Set task 1 »
In the rows below, reproduce every line verbatim, starting with the line that contains "trace --target chainsaw" and going on through the line that contains "[[[389,282],[450,290],[450,125],[426,149],[394,245],[370,271]]]", both of those lines included.

Document section »
[start]
1003 Intermediate

Map and Fold on Trees

Functional Programming

Tutorial

The Problem

Implement map_tree and fold_tree as fundamental higher-order operations on binary trees, then derive size, depth, sum, preorder, and inorder from fold_tree alone.

🎯 Learning Outcomes

• Understand the tree catamorphism: fold_tree captures the full recursive structure of a tree, replacing Leaf with the identity and Node with a combining function

• Derive common tree operations from a single fold without writing separate recursions

• See how map_tree preserves tree shape while transforming values — the tree functor

Code Example

#![allow(clippy::all)]
//! Map and Fold on Trees
//! See example.ml for OCaml reference

#[derive(Debug, Clone, PartialEq)]
pub enum Tree<T> {
    Leaf,
    Node(T, Box<Tree<T>>, Box<Tree<T>>),
}

/// Apply `f` to every node value, producing a new tree of the same shape.
/// Mirrors OCaml's `let rec map_tree f = function | Leaf -> Leaf | Node(v,l,r) -> Node(f v, ...)`.
pub fn map_tree<T, U, F: Fn(T) -> U>(tree: Tree<T>, f: &F) -> Tree<U> {
    match tree {
        Tree::Leaf => Tree::Leaf,
        Tree::Node(v, l, r) => Tree::Node(
            f(v),
            Box::new(map_tree(*l, f)),
            Box::new(map_tree(*r, f)),
        ),
    }
}

/// Structural fold: reduce a tree to a single value by combining each node's value
/// with the results of folding its two subtrees.
/// `f(v, left_result, right_result)` — both subtrees fold with the same initial `acc`.
[end]
Set task 2 »
Continue the tutorial on map and fold over binary trees from the point where it stops.

[Polygon annotations for photos]
[start]
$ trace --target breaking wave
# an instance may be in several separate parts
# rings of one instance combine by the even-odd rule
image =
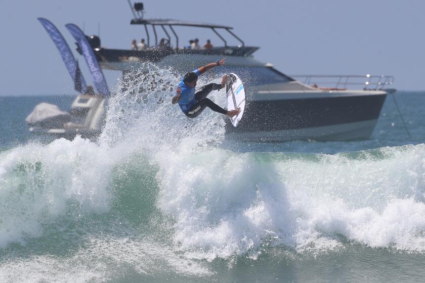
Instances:
[[[77,137],[0,153],[3,251],[41,241],[60,251],[69,242],[65,266],[97,257],[147,274],[159,261],[201,274],[211,271],[197,260],[256,258],[266,247],[425,251],[425,145],[331,155],[233,151],[221,146],[220,114],[191,120],[171,105],[179,80],[142,65],[116,86],[97,142]],[[224,96],[211,97],[223,105]],[[38,253],[38,261],[7,260],[2,276],[59,260]]]

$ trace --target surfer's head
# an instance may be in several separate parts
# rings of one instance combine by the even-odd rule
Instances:
[[[188,72],[185,75],[183,81],[188,86],[195,87],[196,86],[196,82],[198,81],[198,76],[193,72]]]

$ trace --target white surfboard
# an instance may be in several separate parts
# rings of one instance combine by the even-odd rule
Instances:
[[[240,108],[240,113],[230,118],[232,124],[236,127],[243,115],[245,103],[243,84],[236,74],[231,73],[227,75],[226,91],[227,93],[227,110],[230,111]]]

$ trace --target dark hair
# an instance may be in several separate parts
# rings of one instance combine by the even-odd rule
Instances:
[[[188,72],[185,75],[183,81],[186,82],[191,83],[196,80],[198,79],[198,76],[193,72]]]

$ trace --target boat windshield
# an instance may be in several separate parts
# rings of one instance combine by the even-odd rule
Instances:
[[[276,70],[266,66],[224,66],[214,69],[219,74],[234,73],[244,84],[261,85],[293,81],[290,77]]]

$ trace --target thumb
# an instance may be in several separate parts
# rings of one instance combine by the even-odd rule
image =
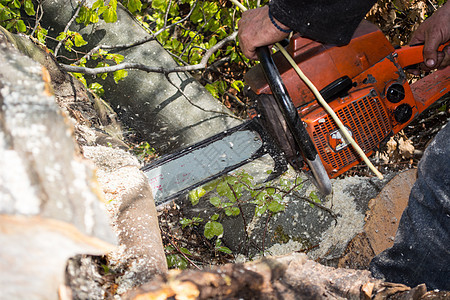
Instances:
[[[439,47],[439,40],[429,38],[425,41],[423,47],[423,61],[429,68],[434,68],[437,63],[437,49]]]

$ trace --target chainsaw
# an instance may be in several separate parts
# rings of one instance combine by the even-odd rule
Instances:
[[[405,69],[423,62],[423,45],[395,49],[366,21],[345,46],[296,34],[285,49],[367,156],[450,89],[450,67],[410,84]],[[156,205],[267,154],[275,162],[268,180],[290,165],[324,195],[331,178],[362,162],[282,54],[267,47],[257,53],[260,64],[244,78],[256,102],[249,120],[142,168]]]

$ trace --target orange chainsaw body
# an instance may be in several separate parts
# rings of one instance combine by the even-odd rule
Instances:
[[[343,78],[350,82],[334,96],[331,88],[327,102],[366,155],[450,91],[450,67],[408,83],[404,69],[423,61],[422,49],[394,49],[369,22],[361,23],[346,46],[324,45],[294,35],[287,47],[318,90],[330,89],[331,83],[345,81]],[[362,159],[282,54],[275,53],[273,60],[330,178],[360,163]],[[271,94],[259,65],[246,74],[245,81],[256,94]]]

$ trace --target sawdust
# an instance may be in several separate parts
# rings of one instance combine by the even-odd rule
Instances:
[[[364,214],[356,209],[354,196],[350,195],[346,187],[350,185],[367,184],[364,177],[347,177],[345,179],[332,180],[333,193],[327,197],[324,203],[331,207],[338,216],[335,225],[330,226],[321,236],[319,247],[308,253],[311,259],[332,259],[339,256],[348,242],[359,232],[364,225]]]

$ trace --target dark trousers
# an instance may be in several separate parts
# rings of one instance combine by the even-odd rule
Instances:
[[[389,282],[450,290],[450,125],[426,149],[394,245],[370,271]]]

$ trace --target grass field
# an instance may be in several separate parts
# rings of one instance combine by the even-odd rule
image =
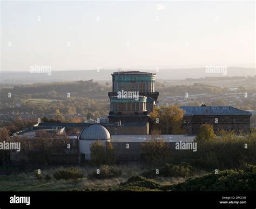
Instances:
[[[68,190],[89,191],[104,190],[118,187],[122,182],[126,182],[133,176],[139,175],[144,170],[138,165],[119,165],[123,171],[121,176],[104,179],[90,179],[86,177],[89,173],[95,171],[96,168],[79,167],[83,173],[83,178],[78,180],[56,180],[52,176],[56,169],[42,169],[44,176],[50,176],[48,180],[43,177],[38,180],[34,172],[22,172],[9,175],[0,175],[0,191],[61,191]],[[157,182],[163,185],[170,185],[184,182],[184,178],[159,177]]]
[[[33,103],[50,103],[52,102],[57,102],[57,101],[62,101],[39,98],[39,99],[29,99],[28,100],[26,100],[25,101],[25,102],[32,102]]]

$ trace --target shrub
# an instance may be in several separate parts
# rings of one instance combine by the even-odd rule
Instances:
[[[213,140],[216,137],[213,127],[210,124],[203,124],[199,128],[199,133],[196,137],[197,142]]]
[[[36,176],[36,177],[37,178],[38,180],[42,180],[42,174],[41,173],[38,172],[38,171],[36,169],[34,171],[35,175]]]
[[[56,180],[77,180],[83,178],[83,171],[77,168],[72,167],[65,169],[60,167],[53,173],[53,177]]]
[[[225,170],[192,178],[174,185],[172,191],[256,191],[256,166],[244,164],[244,170]],[[166,189],[166,188],[165,188]]]
[[[173,165],[169,164],[159,169],[159,174],[157,174],[156,170],[145,171],[141,175],[147,178],[156,178],[162,176],[166,177],[186,177],[191,175],[192,167],[187,164],[182,164],[179,165]]]
[[[163,165],[171,160],[170,144],[163,139],[148,140],[142,144],[142,149],[145,159],[151,164]]]
[[[122,170],[118,168],[107,165],[102,165],[99,169],[99,173],[97,170],[89,173],[87,177],[93,179],[95,178],[105,179],[118,177],[122,175]]]
[[[107,142],[105,147],[99,141],[97,141],[91,144],[90,150],[92,165],[110,165],[116,162],[114,147],[110,142]]]
[[[154,179],[148,179],[141,176],[133,176],[125,182],[120,184],[119,190],[123,191],[147,190],[149,189],[158,189],[160,184]],[[142,188],[144,188],[142,190]]]

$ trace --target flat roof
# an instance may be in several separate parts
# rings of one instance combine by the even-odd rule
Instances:
[[[166,142],[193,142],[196,136],[164,135],[160,137]],[[111,135],[112,142],[145,142],[147,140],[151,139],[151,135]]]

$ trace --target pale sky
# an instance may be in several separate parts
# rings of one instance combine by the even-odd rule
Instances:
[[[1,2],[1,70],[254,67],[254,1]]]

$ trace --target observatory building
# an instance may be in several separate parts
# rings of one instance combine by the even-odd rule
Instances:
[[[112,74],[110,122],[147,122],[159,93],[155,91],[156,73],[139,71]]]
[[[111,135],[109,130],[99,123],[92,123],[84,127],[80,132],[79,136],[79,150],[80,154],[90,155],[90,145],[96,141],[106,145],[107,142],[110,142]]]

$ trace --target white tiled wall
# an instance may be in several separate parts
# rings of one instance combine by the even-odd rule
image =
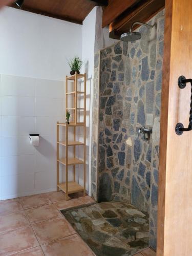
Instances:
[[[0,199],[55,190],[56,122],[64,82],[1,75]],[[38,147],[29,134],[39,133]]]

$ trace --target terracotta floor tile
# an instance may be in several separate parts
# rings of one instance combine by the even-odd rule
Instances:
[[[11,254],[11,256],[44,256],[40,246],[25,250],[17,253]]]
[[[33,225],[32,227],[40,244],[75,233],[70,224],[62,217]]]
[[[31,227],[28,226],[0,234],[0,255],[5,256],[38,246]]]
[[[45,256],[93,256],[95,255],[77,234],[42,246]]]
[[[0,215],[5,215],[22,210],[23,207],[18,200],[5,200],[0,202]]]
[[[52,203],[45,194],[20,197],[19,201],[24,209],[29,209]]]
[[[90,204],[91,203],[94,203],[94,202],[95,202],[95,200],[89,196],[79,197],[79,199],[82,201],[82,202],[84,204]]]
[[[150,248],[147,248],[141,251],[141,253],[143,256],[156,256],[156,253]]]
[[[47,196],[52,203],[66,200],[66,195],[62,191],[51,192],[47,194]]]
[[[61,215],[53,204],[32,208],[25,211],[31,224],[61,217]]]
[[[83,203],[79,199],[71,199],[68,201],[61,201],[55,203],[58,210],[67,209],[68,208],[74,207],[78,205],[82,205]]]
[[[0,233],[29,225],[24,210],[0,216]]]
[end]
Expected answer 1 »
$ trace --target chainsaw
# an instance may be in several separate parts
# rings of one instance combine by the even-odd rule
Instances:
[[[405,69],[423,62],[423,45],[395,49],[366,21],[345,46],[296,34],[285,49],[367,156],[450,89],[450,67],[410,84]],[[156,205],[267,154],[275,162],[268,180],[290,165],[324,195],[331,178],[362,162],[282,54],[267,47],[257,53],[260,64],[244,78],[256,102],[249,120],[142,168]]]

$ trace --target orange chainsaw body
# an instance may be in several separate parts
# rings of one instance combine by the even-odd rule
Instances:
[[[343,78],[350,82],[334,96],[331,88],[327,102],[366,155],[450,91],[450,67],[408,83],[404,69],[423,61],[422,49],[394,49],[369,22],[361,23],[346,46],[324,45],[294,35],[287,47],[318,90],[330,89],[331,83],[345,81]],[[362,159],[282,54],[275,53],[273,60],[330,178],[360,163]],[[271,94],[259,65],[246,74],[245,81],[256,94]]]

$ trace --target sawdust
# an instance may be in several separate parts
# rings of one instance combine by the even-odd rule
Instances:
[[[364,214],[356,209],[354,196],[350,195],[346,187],[350,185],[367,184],[364,177],[347,177],[345,179],[332,180],[333,193],[327,197],[324,203],[331,207],[338,216],[335,225],[330,226],[321,236],[319,247],[308,253],[311,259],[332,259],[339,256],[348,242],[359,232],[364,225]]]

$ trace --target dark trousers
# an instance may be in several separate parts
# rings of one instance combine by the even-odd rule
Instances:
[[[389,282],[450,290],[450,125],[426,149],[394,245],[370,271]]]

Expected answer 2 »
pub fn fold_tree<T, U, F>(tree: Tree<T>, acc: U, f: &F) -> U
where
    F: Fn(T, U, U) -> U,
    U: Clone,
{
    match tree {
        Tree::Leaf => acc,
        Tree::Node(v, l, r) => {
            let l_result = fold_tree(*l, acc.clone(), f);
            let r_result = fold_tree(*r, acc, f);
            f(v, l_result, r_result)
        }
    }
}

pub fn size<T>(tree: Tree<T>) -> usize {
    fold_tree(tree, 0usize, &|_, l, r| 1 + l + r)
}

pub fn depth<T>(tree: Tree<T>) -> usize {
    fold_tree(tree, 0usize, &|_, l, r| 1 + l.max(r))
}

pub fn sum(tree: Tree<i32>) -> i32 {
    fold_tree(tree, 0i32, &|v, l, r| v + l + r)
}

pub fn preorder<T: Clone>(tree: Tree<T>) -> Vec<T> {
    fold_tree(tree, vec![], &|v, l, r| {
        let mut result = vec![v];
        result.extend(l);
        result.extend(r);
        result
    })
}

pub fn inorder<T: Clone>(tree: Tree<T>) -> Vec<T> {
    fold_tree(tree, vec![], &|v, l, r| {
        let mut result = l;
        result.push(v);
        result.extend(r);
        result
    })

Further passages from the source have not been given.